**Work instructions**:
Render the stretch of entries from the line containing "patch, then report the bounding box." through the line containing "[96,124,107,139]", both included, as a JSON list of strings with one string per line and blank lines omitted.

**Supplied information**:
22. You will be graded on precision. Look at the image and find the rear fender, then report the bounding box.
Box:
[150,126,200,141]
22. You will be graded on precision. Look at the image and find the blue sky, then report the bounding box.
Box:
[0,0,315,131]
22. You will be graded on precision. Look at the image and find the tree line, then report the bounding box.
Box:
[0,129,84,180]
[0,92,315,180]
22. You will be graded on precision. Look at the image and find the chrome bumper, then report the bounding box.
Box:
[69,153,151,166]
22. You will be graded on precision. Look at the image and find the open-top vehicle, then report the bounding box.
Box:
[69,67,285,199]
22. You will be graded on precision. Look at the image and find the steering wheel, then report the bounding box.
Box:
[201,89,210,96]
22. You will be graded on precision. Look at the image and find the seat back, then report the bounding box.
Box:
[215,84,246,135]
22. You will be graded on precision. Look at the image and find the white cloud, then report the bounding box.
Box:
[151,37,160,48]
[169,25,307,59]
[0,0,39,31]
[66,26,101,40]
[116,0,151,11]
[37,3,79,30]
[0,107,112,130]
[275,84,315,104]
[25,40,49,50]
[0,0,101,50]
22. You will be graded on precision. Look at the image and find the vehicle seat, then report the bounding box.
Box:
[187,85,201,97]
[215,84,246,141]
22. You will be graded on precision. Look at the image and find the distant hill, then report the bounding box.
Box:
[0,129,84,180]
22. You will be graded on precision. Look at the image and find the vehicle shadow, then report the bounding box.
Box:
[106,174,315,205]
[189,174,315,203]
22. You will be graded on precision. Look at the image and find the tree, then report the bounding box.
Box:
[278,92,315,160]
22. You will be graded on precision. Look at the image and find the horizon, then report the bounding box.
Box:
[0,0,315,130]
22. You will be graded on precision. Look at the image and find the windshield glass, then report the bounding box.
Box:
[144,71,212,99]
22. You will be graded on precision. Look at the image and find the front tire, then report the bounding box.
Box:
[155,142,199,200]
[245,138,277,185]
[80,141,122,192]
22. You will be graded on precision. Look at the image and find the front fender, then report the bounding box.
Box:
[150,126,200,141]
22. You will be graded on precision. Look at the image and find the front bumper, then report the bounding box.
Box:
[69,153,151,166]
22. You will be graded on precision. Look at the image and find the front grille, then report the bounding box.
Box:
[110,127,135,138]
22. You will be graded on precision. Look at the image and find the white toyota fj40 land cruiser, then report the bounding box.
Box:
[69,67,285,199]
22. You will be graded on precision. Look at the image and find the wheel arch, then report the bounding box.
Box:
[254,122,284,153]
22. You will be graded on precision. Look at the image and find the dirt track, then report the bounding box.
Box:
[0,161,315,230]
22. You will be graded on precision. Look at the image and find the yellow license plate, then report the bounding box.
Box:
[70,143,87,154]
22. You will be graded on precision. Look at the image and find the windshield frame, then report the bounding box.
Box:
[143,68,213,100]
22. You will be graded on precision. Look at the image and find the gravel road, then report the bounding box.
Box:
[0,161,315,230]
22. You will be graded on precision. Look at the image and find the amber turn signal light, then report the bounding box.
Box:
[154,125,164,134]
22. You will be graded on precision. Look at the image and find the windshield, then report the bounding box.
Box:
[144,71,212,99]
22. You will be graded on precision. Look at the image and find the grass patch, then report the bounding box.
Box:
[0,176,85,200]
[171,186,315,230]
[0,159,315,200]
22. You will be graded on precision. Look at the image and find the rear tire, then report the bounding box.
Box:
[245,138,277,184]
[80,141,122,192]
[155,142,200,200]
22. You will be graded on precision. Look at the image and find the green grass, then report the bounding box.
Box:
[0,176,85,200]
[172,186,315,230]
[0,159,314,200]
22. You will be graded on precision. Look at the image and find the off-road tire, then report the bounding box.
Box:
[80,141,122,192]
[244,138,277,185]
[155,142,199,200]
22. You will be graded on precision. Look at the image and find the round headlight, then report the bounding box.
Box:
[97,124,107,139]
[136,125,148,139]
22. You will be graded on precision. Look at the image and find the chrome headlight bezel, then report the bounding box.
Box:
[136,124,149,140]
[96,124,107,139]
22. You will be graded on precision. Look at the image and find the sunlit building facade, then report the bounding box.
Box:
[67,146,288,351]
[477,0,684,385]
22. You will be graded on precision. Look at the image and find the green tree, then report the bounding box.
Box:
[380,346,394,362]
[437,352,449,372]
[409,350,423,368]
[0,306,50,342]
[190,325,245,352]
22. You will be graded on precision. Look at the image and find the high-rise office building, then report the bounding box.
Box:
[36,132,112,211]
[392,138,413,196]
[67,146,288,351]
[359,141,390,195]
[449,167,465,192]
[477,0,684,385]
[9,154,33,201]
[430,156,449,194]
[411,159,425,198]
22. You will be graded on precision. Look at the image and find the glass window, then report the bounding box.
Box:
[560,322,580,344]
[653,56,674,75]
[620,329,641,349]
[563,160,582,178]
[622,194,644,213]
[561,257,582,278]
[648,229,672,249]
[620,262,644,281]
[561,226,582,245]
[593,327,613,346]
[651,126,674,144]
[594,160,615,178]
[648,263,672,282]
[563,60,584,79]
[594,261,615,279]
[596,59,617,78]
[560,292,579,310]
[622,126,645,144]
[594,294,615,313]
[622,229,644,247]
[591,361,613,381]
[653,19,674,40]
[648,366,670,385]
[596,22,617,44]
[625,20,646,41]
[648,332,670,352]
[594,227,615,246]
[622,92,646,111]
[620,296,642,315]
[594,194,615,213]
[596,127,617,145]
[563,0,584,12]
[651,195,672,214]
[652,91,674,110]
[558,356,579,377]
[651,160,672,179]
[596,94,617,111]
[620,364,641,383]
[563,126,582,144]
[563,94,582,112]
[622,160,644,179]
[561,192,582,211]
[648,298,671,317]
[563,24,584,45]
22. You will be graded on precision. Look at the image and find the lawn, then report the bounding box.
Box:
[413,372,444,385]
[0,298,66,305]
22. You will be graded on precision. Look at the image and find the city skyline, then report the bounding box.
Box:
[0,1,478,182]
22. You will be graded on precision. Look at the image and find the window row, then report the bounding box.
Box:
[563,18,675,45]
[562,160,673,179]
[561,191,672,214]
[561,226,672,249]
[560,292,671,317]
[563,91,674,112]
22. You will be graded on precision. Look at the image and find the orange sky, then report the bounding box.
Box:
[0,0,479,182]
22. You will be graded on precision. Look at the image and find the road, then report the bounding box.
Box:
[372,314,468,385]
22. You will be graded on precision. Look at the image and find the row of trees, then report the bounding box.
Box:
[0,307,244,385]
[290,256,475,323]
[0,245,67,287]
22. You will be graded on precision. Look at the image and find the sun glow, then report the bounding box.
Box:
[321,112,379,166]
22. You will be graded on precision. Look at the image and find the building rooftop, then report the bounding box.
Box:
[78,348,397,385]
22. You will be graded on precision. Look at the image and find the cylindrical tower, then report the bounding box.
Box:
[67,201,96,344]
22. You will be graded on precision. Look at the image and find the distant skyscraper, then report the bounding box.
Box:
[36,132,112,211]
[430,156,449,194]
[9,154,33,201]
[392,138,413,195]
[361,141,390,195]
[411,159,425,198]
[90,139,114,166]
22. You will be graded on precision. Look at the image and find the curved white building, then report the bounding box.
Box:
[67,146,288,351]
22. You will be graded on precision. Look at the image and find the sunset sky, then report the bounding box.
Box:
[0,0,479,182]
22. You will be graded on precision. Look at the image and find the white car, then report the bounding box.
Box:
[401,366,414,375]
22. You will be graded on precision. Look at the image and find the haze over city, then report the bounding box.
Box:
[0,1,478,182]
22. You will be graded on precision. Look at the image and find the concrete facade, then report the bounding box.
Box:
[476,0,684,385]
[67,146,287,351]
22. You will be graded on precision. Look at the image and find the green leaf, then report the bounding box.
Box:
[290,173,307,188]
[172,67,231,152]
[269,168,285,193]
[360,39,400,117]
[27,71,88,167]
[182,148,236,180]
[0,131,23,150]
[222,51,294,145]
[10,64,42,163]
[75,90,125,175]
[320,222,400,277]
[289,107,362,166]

**In response**:
[
  "22. You will be graded on precision. Look at the image and find the grass patch, then report the bounding box.",
  "Box:",
  "[0,176,85,200]",
  "[171,186,315,230]",
  "[0,159,315,200]",
  "22. You will be graded on precision. Look at the image and find the rear tire, then report the bounding box.",
  "Box:",
  "[245,138,277,184]",
  "[80,141,122,192]",
  "[155,142,200,200]",
  "22. You will be graded on precision. Look at the image and find the green grass, then report the bounding box.",
  "Box:",
  "[0,176,85,200]",
  "[172,186,315,230]",
  "[0,159,314,200]",
  "22. You will be graded on precision. Look at the image and find the off-road tire, then report the bounding box.",
  "Box:",
  "[80,141,122,192]",
  "[244,138,277,185]",
  "[155,142,199,200]",
  "22. You will be graded on precision. Look at the image and find the round headlight, then report the bounding box.",
  "Box:",
  "[97,124,107,139]",
  "[136,125,148,139]",
  "22. You will be graded on precision. Look at the image and find the chrome headlight bezel, then report the bounding box.",
  "Box:",
  "[136,124,149,140]",
  "[96,124,107,139]"
]